SET PROBLEM:
Swap "roof tile" for "roof slate" in the items below and write their lines out again with everything else the same. Leave out the pictures.

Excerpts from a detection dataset
┌──
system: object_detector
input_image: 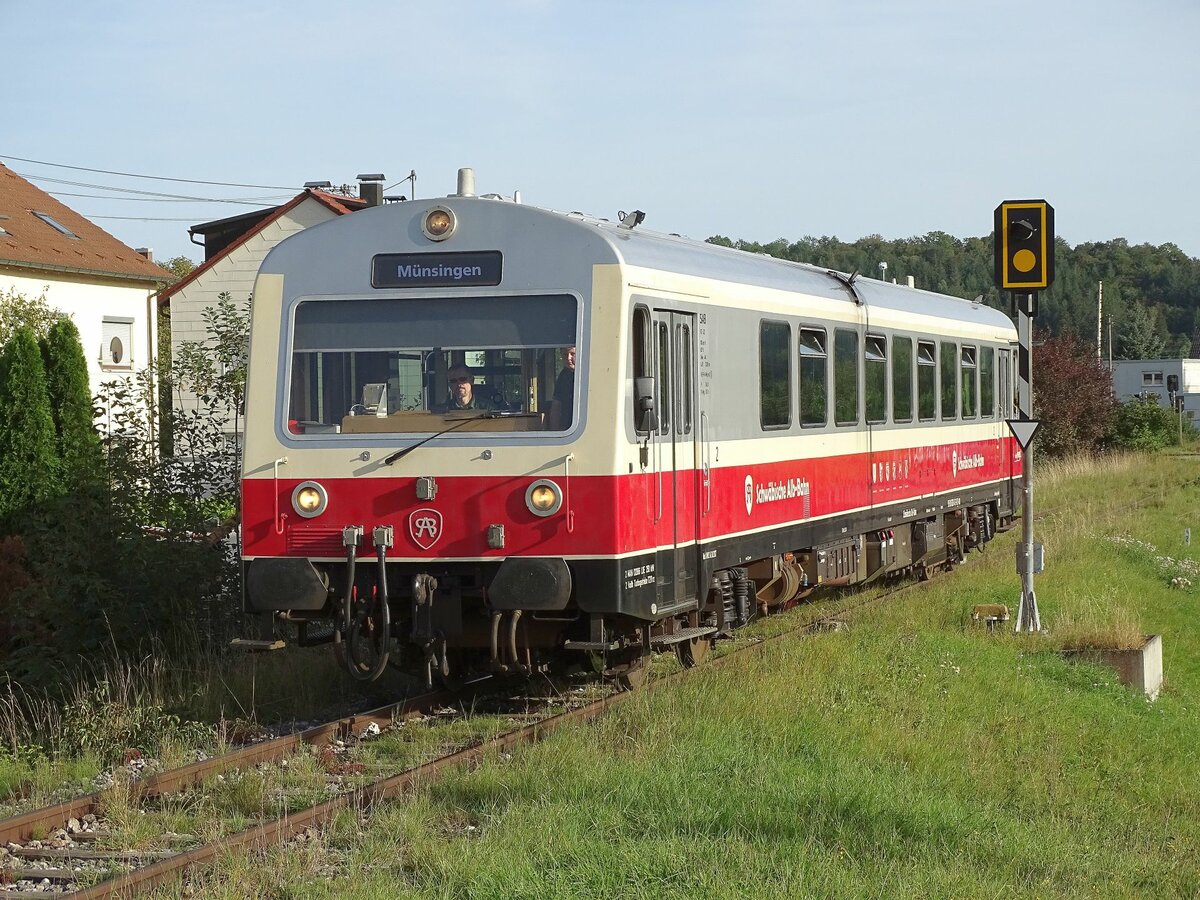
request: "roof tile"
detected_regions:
[0,163,175,284]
└──
WRITTEN ANSWER:
system: object_detector
input_image: 
request: "roof slate"
detected_regions:
[0,163,175,284]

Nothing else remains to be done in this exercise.